[[ DATASET open ]]
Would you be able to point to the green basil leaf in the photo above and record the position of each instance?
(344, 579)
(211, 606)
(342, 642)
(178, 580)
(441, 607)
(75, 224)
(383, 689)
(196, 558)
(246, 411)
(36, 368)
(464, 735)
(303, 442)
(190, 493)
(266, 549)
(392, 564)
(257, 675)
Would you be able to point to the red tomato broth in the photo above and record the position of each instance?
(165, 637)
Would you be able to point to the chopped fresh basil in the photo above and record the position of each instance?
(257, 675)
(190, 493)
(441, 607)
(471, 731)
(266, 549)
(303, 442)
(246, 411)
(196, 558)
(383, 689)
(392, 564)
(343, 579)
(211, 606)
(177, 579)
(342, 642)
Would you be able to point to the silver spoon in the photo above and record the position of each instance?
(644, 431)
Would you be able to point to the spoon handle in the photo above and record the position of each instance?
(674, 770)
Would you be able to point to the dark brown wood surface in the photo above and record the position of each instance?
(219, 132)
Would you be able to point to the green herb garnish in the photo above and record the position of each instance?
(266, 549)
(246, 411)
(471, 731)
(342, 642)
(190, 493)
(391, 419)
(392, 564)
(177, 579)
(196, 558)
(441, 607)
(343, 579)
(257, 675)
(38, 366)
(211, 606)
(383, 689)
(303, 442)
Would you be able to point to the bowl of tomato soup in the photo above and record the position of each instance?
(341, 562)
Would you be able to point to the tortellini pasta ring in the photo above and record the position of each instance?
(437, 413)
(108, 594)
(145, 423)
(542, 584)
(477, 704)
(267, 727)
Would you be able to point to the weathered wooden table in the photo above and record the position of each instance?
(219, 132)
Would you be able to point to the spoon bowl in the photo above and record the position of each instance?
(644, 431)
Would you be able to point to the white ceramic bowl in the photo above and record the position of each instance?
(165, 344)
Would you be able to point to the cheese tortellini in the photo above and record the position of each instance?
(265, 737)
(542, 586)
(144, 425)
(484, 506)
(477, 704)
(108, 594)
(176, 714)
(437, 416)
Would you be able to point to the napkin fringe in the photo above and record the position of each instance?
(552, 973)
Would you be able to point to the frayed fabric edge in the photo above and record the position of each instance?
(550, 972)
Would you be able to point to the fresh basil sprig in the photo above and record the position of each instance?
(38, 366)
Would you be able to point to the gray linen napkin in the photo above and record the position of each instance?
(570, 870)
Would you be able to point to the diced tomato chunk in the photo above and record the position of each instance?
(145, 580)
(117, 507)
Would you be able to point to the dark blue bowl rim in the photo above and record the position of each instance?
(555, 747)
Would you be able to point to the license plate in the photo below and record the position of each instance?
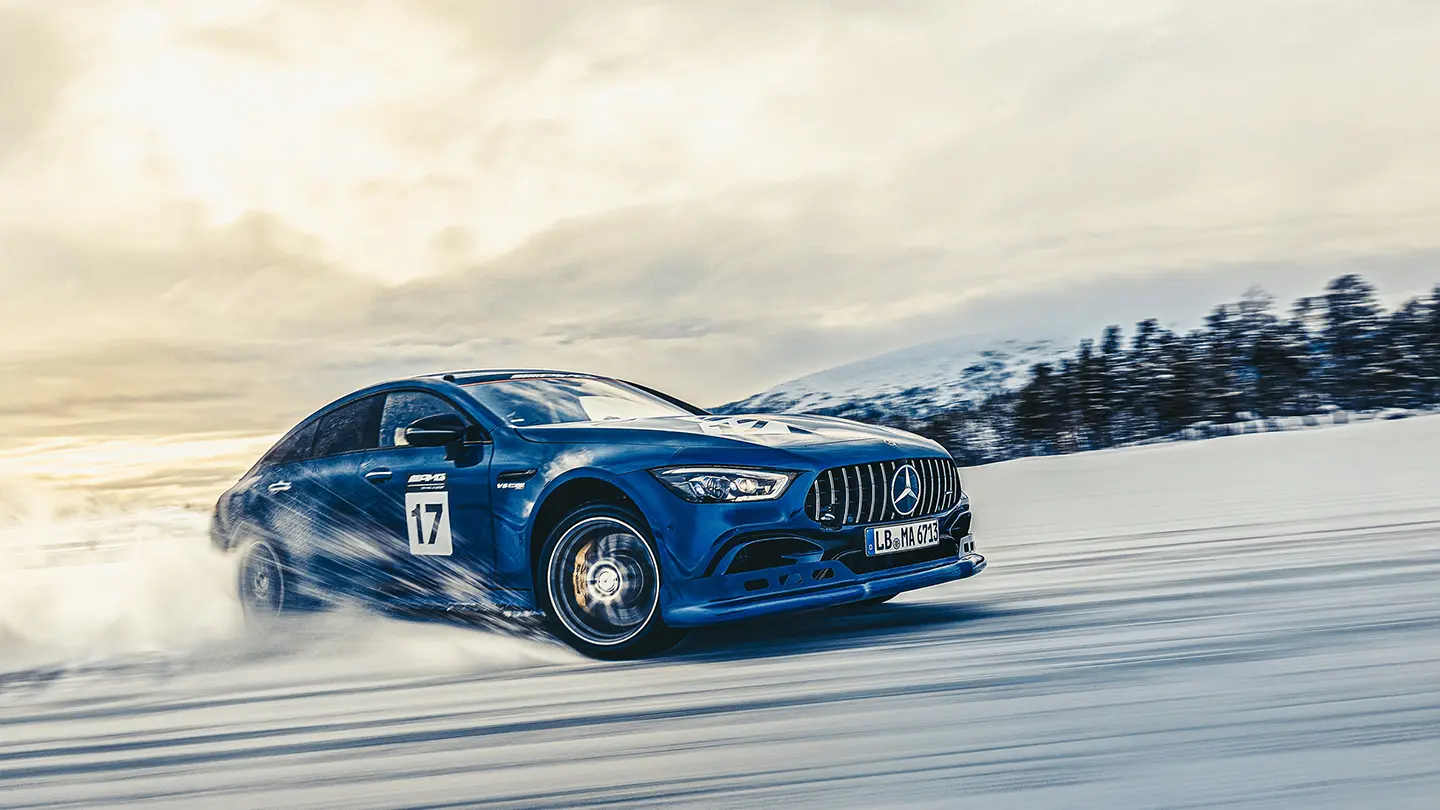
(902, 536)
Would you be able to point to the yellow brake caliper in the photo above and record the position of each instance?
(578, 578)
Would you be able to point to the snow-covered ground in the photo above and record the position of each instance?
(1250, 621)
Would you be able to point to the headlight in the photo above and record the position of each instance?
(723, 484)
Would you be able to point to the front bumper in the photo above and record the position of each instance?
(725, 562)
(808, 585)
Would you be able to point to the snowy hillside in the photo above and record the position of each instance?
(919, 379)
(1243, 623)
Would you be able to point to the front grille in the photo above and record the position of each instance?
(860, 493)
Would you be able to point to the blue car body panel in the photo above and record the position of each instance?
(349, 522)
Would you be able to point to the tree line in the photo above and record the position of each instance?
(1335, 350)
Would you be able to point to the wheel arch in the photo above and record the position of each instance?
(566, 497)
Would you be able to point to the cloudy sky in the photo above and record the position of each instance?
(218, 215)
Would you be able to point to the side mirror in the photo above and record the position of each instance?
(441, 430)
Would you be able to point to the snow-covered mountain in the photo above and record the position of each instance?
(916, 381)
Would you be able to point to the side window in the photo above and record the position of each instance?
(403, 407)
(295, 447)
(349, 428)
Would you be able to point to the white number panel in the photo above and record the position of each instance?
(428, 518)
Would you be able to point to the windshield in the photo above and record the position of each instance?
(547, 401)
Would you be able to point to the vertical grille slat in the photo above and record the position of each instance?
(860, 493)
(874, 500)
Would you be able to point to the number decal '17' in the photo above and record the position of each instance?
(438, 510)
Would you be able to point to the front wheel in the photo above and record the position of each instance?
(601, 584)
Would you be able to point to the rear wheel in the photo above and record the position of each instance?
(261, 581)
(601, 584)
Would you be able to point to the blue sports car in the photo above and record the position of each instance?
(619, 513)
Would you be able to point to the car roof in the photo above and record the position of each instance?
(493, 375)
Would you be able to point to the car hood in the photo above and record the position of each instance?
(781, 431)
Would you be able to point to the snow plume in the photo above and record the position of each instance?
(78, 582)
(88, 590)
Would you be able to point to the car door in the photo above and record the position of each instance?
(278, 502)
(431, 506)
(350, 551)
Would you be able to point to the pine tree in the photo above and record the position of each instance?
(1351, 325)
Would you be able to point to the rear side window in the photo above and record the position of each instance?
(403, 407)
(295, 447)
(349, 428)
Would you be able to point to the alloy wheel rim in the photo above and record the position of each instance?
(604, 581)
(262, 585)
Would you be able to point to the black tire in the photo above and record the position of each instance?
(262, 582)
(599, 584)
(871, 601)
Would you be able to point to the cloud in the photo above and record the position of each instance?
(36, 69)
[[ DATASET closed ]]
→ TASK REQUIREMENTS: Once the pictures are set aside, repeat the remaining data word for word.

→ ANSWER SPACE:
Would you be able to point to the green basil leaf in the photo above and record the position of each instance?
(344, 579)
(211, 606)
(342, 642)
(178, 580)
(441, 607)
(75, 224)
(383, 689)
(196, 558)
(246, 411)
(36, 368)
(464, 735)
(303, 442)
(190, 493)
(266, 549)
(392, 564)
(257, 675)
Would you be able to point to the red tomato broth in the photo above and record the position of each instance?
(165, 637)
Would you be able to point to the chopped fresh basil in the photo above and record the position of each instance?
(257, 675)
(190, 493)
(441, 607)
(471, 731)
(266, 549)
(303, 442)
(246, 411)
(196, 558)
(383, 689)
(392, 564)
(343, 579)
(211, 606)
(177, 579)
(342, 642)
Would you be able to point to the silver spoon in the photo above and record the position of each instance?
(644, 431)
Would you be able to point to the spoon handle in the photo above and record the position of each instance?
(674, 770)
Would you be able to point to the dark brown wood surface in the photo above and record the position of each instance?
(219, 132)
Would you be able to point to the green herb garnish in the photo above and record the position of each instance?
(266, 549)
(246, 411)
(471, 731)
(342, 642)
(190, 493)
(391, 419)
(392, 564)
(177, 579)
(196, 558)
(441, 607)
(343, 579)
(257, 675)
(38, 366)
(211, 606)
(383, 689)
(303, 442)
Would you be able to point to the bowl of tomato soup in the photo above and record the position of each instance?
(341, 562)
Would you be able to point to the tortellini pasta ring in the photo above and record the position of each instance?
(437, 413)
(108, 594)
(145, 423)
(542, 584)
(477, 704)
(267, 727)
Would you be able to point to the weathered wooden table in the photo above and record the position of each instance?
(219, 132)
Would you be able to point to the spoon bowl in the photo above and record the position of each instance?
(644, 431)
Would you be able to point to the white ceramic bowl in the photo above and record the position of each instance?
(165, 344)
Would you be able to point to the cheese tortellini in the photo above and record the position of each instance?
(265, 737)
(542, 586)
(144, 425)
(484, 506)
(477, 704)
(108, 594)
(176, 714)
(437, 416)
Would you be able to point to the napkin fringe in the photo above and record the position of each instance?
(552, 973)
Would you be able to point to the frayed fabric edge in the photo above and record the position of each instance?
(550, 972)
Would you be able to point to the fresh basil sprig in the photo above and record the position of each instance?
(38, 366)
Would you be able to point to the gray linen napkin in the photo above and record the position of each instance?
(570, 870)
Would you be able to point to the diced tomato chunk in the photo above and record the position of each instance?
(145, 580)
(117, 507)
Would you be able to point to the dark blue bowl rim in the photo above and record the position of each instance?
(555, 747)
Would you be able to point to the license plate in the photo below and record the position of each instance?
(902, 536)
Would you be able to point to the yellow brake caliper in the photo above and record the position of each instance?
(578, 578)
Would you be able to point to the snow-covered ground in the photo above and record the position of each instance?
(1250, 621)
Would you be able to point to the headlight in the photo above and record the position of each instance?
(723, 484)
Would you be able to point to the front bumper in the photo above and record the position of each instance?
(725, 562)
(808, 585)
Would you be able to point to the snowy hillside in the photo above and record the position of each instance?
(919, 379)
(1243, 623)
Would you be able to point to the front grille in the photo above and record the position of each instance?
(860, 493)
Would you be able to point to the blue car body panel in the photo above and record the position of each instance?
(349, 522)
Would you be able to point to the tree line in the photo above and record the position of each instance?
(1335, 350)
Would you be able to point to the wheel arch in the photo above and record the position of each instance?
(566, 497)
Would you be able to point to the cloudy sky in the photo above and record the position of each instance?
(218, 215)
Would you be able to point to the side mirror in the photo above and record the position of each instance?
(441, 430)
Would you be able to point to the snow-covered mountain in the photo above and record the position of each instance?
(916, 381)
Would you be able to point to the side window in the photo above and record the position of each instance?
(403, 407)
(295, 447)
(349, 428)
Would you be able to point to the white number panel in the photo above and record the position of each instance?
(428, 518)
Would you be able to point to the windshield in the photo above and record the position of each instance?
(547, 401)
Would you be able to point to the vertical grille slat in the photo above and record the position of each instance?
(860, 493)
(874, 500)
Would you be able to point to the number decal '17' in the photo above and record the position of each instance?
(438, 510)
Would you be able to point to the front wheel in the photo above and record the position of each instance?
(601, 584)
Would you be able to point to the rear wheel in the photo above and record the position of each instance?
(261, 581)
(601, 584)
Would you be able to point to the blue sports car in the photo above and record the position of each instance?
(619, 513)
Would you be able to point to the car roof in the photo above and record the position of each instance?
(493, 375)
Would you be able to point to the car hood in the photo above and record the position of each instance?
(781, 431)
Would you be able to point to the snow plume in the photo above and record the position of each instance?
(78, 582)
(88, 590)
Would you be able to point to the car door in the photo above and record the position of each instance?
(278, 502)
(431, 506)
(350, 551)
Would you be able to point to the pine tree in the photo above and record the position of each instance?
(1351, 325)
Would you be able to point to the rear side window in the photo above and record the position of each instance?
(403, 407)
(295, 447)
(349, 428)
Would you be able to point to the alloy wheel rim in the photo above and record the position of each instance?
(604, 581)
(262, 585)
Would you be able to point to the black tire in the photo above and record the position of each instance?
(262, 582)
(599, 584)
(871, 601)
Would you be able to point to the cloud in the photo above and record the position of each instance?
(36, 69)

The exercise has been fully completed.